TEXT EXTRACT:

********

Yesterday, I had the opportunity to meet and interview “Sex and the City” author Candace Bushnell during her D.C. book tour stop. I took one of the star interns along for the sit-down chat, which was actually the first private interview Bushnell has done since 2005. As a huge fan of the television series (“Sex and the City” is one of two shows I will watch) and books, I was thrilled to talk to the writer, who was energetic, free-spirited, young at heart, approachable, and down-to-earth.
As I’ve said before, it would be great if celebrities came to D.C. more often, but the benefit of covering entertainment in the nation’s capital is minimal competition for celeb stories. Every time I go to an event that features actors or actresses, a lot of the reporters seem to resent being there. Meanwhile, I can barely contain my excitement. That was the case when I talked to Bushnell, whose new book “Summer and the City” follows young Carrie Bradshaw’s journey to becoming a big-time New York City writer. In the novel, we learn that Carrie Bradshaw wasn’t always Carrie Bradshaw. She started off as an insecure country bumpkin who wasn’t so sure she’d make it in writing school, let alone journalism. But we all know her character has a fulfilling life ahead.

********

DIRECTIVE: Could you continue the piece about interviewing Candace Bushnell, starting after its last sentence? None of these lines are needed.

Pointing entries for labeled objects:
********

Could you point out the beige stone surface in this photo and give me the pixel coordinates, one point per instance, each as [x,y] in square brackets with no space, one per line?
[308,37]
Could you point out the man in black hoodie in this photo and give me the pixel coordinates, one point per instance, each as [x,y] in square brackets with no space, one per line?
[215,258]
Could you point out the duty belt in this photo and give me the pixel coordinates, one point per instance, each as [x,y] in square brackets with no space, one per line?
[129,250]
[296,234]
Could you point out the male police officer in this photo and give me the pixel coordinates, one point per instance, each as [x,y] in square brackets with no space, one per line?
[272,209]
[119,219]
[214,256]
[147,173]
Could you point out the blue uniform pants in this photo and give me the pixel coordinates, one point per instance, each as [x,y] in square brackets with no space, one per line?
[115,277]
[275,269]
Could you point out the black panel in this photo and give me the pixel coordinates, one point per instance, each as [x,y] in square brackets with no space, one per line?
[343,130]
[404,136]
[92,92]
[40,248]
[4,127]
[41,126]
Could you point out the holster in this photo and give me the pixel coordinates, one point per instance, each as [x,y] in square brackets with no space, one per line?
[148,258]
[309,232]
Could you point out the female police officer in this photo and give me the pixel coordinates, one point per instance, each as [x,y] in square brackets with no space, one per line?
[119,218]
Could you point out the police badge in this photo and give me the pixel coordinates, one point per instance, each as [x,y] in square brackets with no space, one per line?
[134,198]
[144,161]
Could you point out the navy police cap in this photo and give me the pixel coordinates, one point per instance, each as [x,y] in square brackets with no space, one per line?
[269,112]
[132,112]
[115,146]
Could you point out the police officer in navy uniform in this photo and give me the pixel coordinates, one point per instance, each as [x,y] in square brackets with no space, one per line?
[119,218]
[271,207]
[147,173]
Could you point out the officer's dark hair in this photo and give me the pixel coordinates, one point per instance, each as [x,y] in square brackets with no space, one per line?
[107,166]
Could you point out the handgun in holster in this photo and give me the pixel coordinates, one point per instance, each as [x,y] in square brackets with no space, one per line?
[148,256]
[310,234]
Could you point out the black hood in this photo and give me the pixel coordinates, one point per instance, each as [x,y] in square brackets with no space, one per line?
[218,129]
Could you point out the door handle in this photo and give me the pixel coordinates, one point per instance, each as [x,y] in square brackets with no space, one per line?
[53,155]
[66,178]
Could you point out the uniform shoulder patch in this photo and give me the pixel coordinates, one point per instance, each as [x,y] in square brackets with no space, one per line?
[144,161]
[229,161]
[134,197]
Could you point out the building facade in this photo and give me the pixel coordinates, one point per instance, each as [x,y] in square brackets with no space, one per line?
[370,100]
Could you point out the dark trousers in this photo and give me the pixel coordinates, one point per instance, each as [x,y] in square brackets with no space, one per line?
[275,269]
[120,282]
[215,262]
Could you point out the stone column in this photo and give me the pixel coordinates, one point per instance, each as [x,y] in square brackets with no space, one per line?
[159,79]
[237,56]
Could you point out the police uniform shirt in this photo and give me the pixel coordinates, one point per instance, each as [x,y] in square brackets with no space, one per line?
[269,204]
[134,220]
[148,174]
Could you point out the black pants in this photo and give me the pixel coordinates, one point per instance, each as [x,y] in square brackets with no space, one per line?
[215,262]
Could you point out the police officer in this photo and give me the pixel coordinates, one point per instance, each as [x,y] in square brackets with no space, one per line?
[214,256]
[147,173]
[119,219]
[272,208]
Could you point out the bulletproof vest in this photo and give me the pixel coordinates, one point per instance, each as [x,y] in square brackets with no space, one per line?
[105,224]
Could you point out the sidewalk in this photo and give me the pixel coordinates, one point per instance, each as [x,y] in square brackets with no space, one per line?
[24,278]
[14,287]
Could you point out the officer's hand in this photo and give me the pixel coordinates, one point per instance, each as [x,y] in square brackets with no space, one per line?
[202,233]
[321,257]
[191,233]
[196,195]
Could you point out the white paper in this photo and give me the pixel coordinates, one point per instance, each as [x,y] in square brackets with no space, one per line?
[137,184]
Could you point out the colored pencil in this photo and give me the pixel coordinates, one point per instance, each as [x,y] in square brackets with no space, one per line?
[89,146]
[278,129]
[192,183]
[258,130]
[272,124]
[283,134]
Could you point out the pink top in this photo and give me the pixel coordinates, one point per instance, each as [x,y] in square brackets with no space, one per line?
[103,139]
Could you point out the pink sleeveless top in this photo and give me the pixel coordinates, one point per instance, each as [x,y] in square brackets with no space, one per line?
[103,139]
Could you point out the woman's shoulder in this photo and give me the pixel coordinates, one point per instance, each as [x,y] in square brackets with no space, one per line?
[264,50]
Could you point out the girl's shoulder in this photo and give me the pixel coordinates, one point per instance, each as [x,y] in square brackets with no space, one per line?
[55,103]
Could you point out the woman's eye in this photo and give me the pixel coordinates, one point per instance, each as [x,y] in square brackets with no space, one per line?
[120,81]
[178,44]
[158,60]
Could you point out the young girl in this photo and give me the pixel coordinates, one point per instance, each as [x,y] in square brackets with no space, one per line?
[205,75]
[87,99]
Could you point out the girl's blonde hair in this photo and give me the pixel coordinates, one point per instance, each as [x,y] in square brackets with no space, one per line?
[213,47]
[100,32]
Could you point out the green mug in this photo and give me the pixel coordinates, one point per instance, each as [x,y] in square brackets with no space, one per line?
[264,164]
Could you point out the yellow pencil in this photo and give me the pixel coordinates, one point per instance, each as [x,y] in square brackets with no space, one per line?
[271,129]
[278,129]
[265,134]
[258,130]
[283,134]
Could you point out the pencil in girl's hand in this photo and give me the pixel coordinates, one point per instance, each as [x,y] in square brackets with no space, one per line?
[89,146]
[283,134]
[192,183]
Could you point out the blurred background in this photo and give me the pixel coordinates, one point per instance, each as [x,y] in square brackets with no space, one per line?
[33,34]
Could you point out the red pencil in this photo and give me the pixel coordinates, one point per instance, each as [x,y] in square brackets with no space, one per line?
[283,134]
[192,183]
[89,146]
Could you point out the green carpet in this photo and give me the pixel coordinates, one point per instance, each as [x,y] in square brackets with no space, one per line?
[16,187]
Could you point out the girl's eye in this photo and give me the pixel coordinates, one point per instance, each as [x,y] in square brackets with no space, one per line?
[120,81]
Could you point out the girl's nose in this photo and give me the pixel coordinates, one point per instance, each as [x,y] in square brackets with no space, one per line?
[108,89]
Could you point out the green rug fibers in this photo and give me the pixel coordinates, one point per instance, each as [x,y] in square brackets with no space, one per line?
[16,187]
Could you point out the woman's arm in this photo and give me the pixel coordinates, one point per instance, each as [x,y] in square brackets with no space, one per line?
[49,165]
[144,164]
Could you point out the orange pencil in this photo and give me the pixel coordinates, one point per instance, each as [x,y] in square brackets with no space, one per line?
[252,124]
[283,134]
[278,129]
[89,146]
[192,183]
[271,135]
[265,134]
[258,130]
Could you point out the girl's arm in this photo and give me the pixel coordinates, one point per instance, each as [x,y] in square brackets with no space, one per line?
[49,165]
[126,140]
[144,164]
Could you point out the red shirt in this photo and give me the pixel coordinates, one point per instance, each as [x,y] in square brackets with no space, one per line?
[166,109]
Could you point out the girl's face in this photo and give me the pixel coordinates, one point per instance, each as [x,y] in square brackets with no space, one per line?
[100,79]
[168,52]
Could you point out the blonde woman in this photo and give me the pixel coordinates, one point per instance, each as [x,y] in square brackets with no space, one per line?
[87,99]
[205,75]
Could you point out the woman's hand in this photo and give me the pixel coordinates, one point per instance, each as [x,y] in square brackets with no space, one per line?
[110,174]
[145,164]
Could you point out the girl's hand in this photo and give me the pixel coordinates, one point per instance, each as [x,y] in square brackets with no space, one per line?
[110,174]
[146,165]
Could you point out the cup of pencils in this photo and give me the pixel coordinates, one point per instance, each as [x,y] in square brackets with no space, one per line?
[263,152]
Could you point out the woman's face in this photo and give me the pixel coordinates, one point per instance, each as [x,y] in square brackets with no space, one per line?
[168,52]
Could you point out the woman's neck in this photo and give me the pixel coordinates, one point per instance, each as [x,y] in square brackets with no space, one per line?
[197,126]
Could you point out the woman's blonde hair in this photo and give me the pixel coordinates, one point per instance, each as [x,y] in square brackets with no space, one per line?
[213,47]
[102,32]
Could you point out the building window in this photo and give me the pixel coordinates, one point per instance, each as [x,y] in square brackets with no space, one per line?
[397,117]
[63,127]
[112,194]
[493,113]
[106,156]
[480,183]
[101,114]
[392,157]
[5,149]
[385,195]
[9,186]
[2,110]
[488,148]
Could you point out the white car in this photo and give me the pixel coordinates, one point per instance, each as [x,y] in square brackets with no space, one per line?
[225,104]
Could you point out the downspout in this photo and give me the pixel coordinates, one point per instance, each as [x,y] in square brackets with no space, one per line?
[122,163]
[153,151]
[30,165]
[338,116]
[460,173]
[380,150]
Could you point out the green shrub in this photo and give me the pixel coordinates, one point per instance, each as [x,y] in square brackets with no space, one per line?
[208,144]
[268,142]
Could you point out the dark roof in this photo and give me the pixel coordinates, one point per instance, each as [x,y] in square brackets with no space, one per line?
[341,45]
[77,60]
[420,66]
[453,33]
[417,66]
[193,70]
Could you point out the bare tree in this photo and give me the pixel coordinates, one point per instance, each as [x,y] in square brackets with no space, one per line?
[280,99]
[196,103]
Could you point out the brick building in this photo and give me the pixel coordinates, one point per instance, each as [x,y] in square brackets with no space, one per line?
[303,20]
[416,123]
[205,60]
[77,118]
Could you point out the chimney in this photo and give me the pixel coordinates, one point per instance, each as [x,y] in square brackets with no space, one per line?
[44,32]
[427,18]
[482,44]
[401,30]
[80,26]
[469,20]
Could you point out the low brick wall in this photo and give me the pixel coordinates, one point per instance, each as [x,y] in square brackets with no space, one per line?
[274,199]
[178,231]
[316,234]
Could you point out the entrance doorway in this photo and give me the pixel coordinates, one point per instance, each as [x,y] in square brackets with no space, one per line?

********

RESPONSE BELOW:
Though I hate to be too boastful, I try really hard to appear younger than 22, so I was really happy when Ms. Bushnell said I look young enough to be an intern. That’s what I aim for and here’s why.
“You can catch people off guard, and they wouldn’t know you were interviewing them,” she said.
This is partly why I really want to follow the path of an entertainment reporter. I don’t think anyone expects it of me, so I’ve had an easier time interviewing others as a result. The other day, a colleague said I demonstrate “child-like, but not childish, enthusiasm,” so hopefully all of this continues working in my favor! I’m not ashamed to admit that I’d have a ball chasing down A-listers as a New York Post reporter someday! For now, I still need to work on my pushiness.
As it turns out, I’m most aggressive when dealing with doctors. I feel bad for anyone who has to treat me. The other day, I called up a D.C. foot doctor to schedule an X-ray appointment. When the receptionist said I couldn’t see anyone for at least another week, I explained that my toe bone is probably broken and that it feels like shards of glass are buried in my left foot. With that, she booked me for Friday, my day off.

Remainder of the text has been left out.